**PROBLEM DESCRIPTION:** Set the data down exactly as it stands, and keep its pictures out.

**ENTRIES SUPPLIED:**
BEGIN
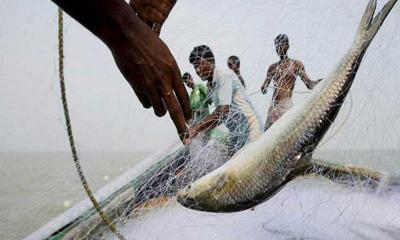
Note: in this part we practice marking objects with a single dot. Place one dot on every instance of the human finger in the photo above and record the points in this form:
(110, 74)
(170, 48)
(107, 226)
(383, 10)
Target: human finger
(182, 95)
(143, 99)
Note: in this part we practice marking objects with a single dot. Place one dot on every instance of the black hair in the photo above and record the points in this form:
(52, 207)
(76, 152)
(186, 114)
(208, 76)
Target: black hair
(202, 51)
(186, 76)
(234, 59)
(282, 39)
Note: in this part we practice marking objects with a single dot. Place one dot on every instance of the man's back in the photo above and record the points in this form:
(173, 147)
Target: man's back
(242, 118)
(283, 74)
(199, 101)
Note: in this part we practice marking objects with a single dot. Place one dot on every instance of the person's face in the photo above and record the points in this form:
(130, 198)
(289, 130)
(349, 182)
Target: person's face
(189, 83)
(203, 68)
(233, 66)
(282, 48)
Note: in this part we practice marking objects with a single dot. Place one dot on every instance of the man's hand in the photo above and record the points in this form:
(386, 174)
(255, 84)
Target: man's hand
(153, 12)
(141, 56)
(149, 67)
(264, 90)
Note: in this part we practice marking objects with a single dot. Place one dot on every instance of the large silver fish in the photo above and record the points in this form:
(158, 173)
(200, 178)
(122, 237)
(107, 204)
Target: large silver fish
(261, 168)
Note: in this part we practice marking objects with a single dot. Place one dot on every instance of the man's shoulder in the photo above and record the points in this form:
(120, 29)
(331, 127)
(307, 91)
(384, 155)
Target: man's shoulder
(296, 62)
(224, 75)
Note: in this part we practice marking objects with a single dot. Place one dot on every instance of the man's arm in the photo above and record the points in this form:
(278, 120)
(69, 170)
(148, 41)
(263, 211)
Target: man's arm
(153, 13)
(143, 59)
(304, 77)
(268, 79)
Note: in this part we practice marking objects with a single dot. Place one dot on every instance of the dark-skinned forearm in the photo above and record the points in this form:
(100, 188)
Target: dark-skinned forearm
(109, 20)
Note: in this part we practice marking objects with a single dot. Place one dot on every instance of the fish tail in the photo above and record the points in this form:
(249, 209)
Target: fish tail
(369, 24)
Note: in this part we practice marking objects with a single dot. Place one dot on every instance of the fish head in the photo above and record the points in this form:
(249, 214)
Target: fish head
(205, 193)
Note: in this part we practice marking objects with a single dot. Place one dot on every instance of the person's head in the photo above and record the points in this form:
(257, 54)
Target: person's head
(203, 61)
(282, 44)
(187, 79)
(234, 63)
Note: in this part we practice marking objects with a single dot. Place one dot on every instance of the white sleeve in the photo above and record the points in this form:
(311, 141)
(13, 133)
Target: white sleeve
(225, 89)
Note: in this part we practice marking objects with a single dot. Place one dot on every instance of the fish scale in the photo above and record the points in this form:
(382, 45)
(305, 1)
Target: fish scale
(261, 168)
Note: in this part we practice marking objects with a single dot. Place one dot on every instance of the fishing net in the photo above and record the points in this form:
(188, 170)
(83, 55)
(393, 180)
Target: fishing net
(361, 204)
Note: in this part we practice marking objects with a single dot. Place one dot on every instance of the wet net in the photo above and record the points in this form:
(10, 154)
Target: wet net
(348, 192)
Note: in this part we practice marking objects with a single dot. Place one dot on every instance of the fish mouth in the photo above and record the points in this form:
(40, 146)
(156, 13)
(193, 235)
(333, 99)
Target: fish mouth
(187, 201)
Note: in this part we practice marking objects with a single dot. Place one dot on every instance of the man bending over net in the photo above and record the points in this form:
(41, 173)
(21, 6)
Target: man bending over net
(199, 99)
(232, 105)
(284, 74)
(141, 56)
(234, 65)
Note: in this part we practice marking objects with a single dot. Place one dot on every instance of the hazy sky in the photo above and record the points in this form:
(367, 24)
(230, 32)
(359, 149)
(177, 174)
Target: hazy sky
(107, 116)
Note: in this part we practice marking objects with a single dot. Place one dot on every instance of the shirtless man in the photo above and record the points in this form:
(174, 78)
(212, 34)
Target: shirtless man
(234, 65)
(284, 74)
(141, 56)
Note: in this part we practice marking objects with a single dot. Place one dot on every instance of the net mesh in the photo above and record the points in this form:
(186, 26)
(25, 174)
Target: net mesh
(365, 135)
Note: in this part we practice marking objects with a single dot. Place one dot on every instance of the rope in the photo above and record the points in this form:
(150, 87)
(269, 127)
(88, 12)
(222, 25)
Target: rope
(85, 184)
END
**OUTPUT BELOW:**
Note: in this part we practice marking objects with a single dot. Place one dot on every instance of the human finger in the photo above and record the points in this form:
(110, 74)
(170, 48)
(107, 226)
(383, 10)
Target: human finger
(182, 95)
(143, 99)
Note: in this part we practice marking objects with a single dot. Place one dot on every instance of the black hair in the photo above and record the points in this form:
(52, 207)
(76, 152)
(186, 114)
(208, 76)
Target: black hair
(202, 51)
(186, 76)
(234, 59)
(282, 39)
Note: in this part we practice marking objects with a single dot. Place one dot on every instance of the man's back in the photo above and record the points in this form:
(173, 147)
Target: man's back
(242, 118)
(283, 74)
(199, 101)
Note: in this part we practice marking objects with a single dot. Place one dot on every instance of the person's face in the photo above and record the points in this form:
(130, 198)
(289, 130)
(349, 182)
Target: person's face
(189, 83)
(203, 68)
(233, 66)
(282, 48)
Note: in this part we practice marking objects with a single dot. Place one dot on every instance of the man's hand in the photo above and record the points in this form:
(386, 174)
(255, 84)
Target: man's hand
(153, 12)
(141, 56)
(149, 67)
(264, 90)
Note: in this part we practice marking objects with a single dot. Place one dot on every instance of the large silver fish in the photo above and record the points in this form:
(158, 173)
(200, 178)
(122, 237)
(107, 204)
Target: large silver fish
(261, 168)
Note: in this part we practice marking objects with a single dot. Place one dot on every instance of the man's shoulder in the photo above and record the points in this form:
(120, 29)
(331, 127)
(307, 91)
(384, 155)
Target: man's shoulder
(296, 62)
(224, 75)
Note: in this part we practice marking objects with a single dot. Place one dot on every instance of the man's arm in the photo above and record the points in this form:
(278, 120)
(69, 170)
(148, 41)
(263, 211)
Target: man's arm
(153, 13)
(143, 59)
(304, 77)
(268, 79)
Note: in this part we practice marking objects with a single dot. Place one dot on every instance of the dark-skinned forearm in the photo above and record the points in this form:
(100, 188)
Target: dark-skinned forearm
(109, 20)
Note: in this part we practice marking objects with a single dot. Place one dot on every instance of the fish tail in the photo above and record the points in this form:
(249, 209)
Target: fish tail
(369, 24)
Note: in this part we practice marking objects with a single dot. Place one dot on every instance of the fish head in the photo above and record the points in this form:
(249, 214)
Target: fish head
(205, 193)
Note: in this part we practice marking objects with a single dot. Place one dot on every instance of the person's head in the photo above and record the points in this form:
(257, 54)
Target: person's head
(203, 61)
(282, 44)
(187, 79)
(234, 63)
Note: in this part we practice marking objects with a single dot. Place one dot on every instance of the white sleeve in the photo above and record the points in this form:
(311, 141)
(13, 133)
Target: white sleeve
(225, 89)
Note: in this part we practice marking objects with a single dot. Place one dot on every instance of the fish scale in the photo above and record the points in this form:
(382, 45)
(305, 1)
Target: fish scale
(261, 168)
Note: in this part we practice marking objects with a single dot. Place one dot on every instance of the fishing net in the photo above and record the points in this form:
(188, 170)
(83, 55)
(393, 180)
Target: fishing net
(361, 204)
Note: in this part we practice marking objects with a single dot. Place one dot on every instance of the wet net in the photo above and record the points in this form:
(10, 154)
Target: wet net
(348, 192)
Note: in this part we practice marking objects with a single dot. Place one dot on every instance of the fish mouth in the photo above and record the points in this form:
(40, 146)
(156, 13)
(193, 235)
(333, 99)
Target: fish mouth
(187, 201)
Note: in this part we practice marking objects with a single dot. Place one dot on every instance of the man bending over net in the photo above and record the points in this form:
(41, 173)
(21, 6)
Target: man bending over net
(199, 99)
(232, 105)
(284, 74)
(141, 56)
(234, 65)
Note: in this part we practice marking objects with a single dot. Place one dot on every instance of the hazy sky in the photo above and record the points in this form:
(367, 24)
(230, 32)
(359, 149)
(177, 174)
Target: hazy sky
(107, 116)
Note: in this part we practice marking objects with a single dot. Place one dot on every instance of the shirtless man in the photo above and record the points in this form:
(174, 78)
(212, 34)
Target: shirtless man
(234, 65)
(284, 74)
(141, 56)
Note: in this part we practice marking objects with a single dot. Place one dot on every instance of the net mesh in the photo above and record the points in this form:
(186, 26)
(25, 174)
Target: net mesh
(365, 135)
Note: in this part we practice marking objects with a single dot. Place one dot on every instance of the rope in the photo above and record the points in this form:
(150, 87)
(269, 127)
(88, 12)
(222, 25)
Target: rope
(85, 184)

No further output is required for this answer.